▸ **TASK INSTRUCTIONS**
Write out the data below exactly as given, without any of its pictures.

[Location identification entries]

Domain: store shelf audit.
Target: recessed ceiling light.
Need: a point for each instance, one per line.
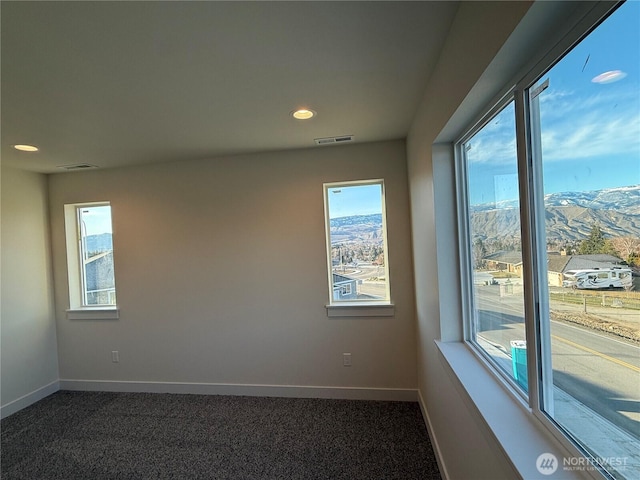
(609, 77)
(303, 114)
(26, 148)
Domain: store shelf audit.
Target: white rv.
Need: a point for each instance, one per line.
(598, 278)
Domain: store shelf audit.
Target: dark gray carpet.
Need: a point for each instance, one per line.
(91, 436)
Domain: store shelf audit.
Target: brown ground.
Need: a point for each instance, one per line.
(623, 326)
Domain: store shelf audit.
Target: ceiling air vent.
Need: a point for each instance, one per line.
(78, 166)
(333, 140)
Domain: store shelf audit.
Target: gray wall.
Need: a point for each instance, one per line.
(29, 355)
(221, 274)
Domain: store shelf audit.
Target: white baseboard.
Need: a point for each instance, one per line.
(29, 399)
(290, 391)
(434, 441)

▸ **THE REPLY**
Domain: store shelf audit.
Target: recessed ceiling light.
Need: a point for each instance, one per line.
(609, 77)
(303, 114)
(26, 148)
Domain: store shelf audit.
Target: white rv.
Need: a point for each instance, one per line.
(598, 278)
Domain: store shelf audit.
Target: dark gray carpet.
Need: a point for each instance, one per line.
(91, 436)
Domain: store shelf audit.
Target: brown ground.
Need: a point for each instance, one per line.
(623, 326)
Domain: store shelf audit.
Target: ceiling air vent.
Need: a point for each instance, one per line.
(78, 166)
(333, 140)
Domain: store shelf audit.
Target: gray wall.
Need: a point for each instance, one per line.
(29, 355)
(221, 274)
Domain: store shelf audit.
Target: white baseboard.
Need: a point for each instance, one per line.
(29, 399)
(290, 391)
(434, 441)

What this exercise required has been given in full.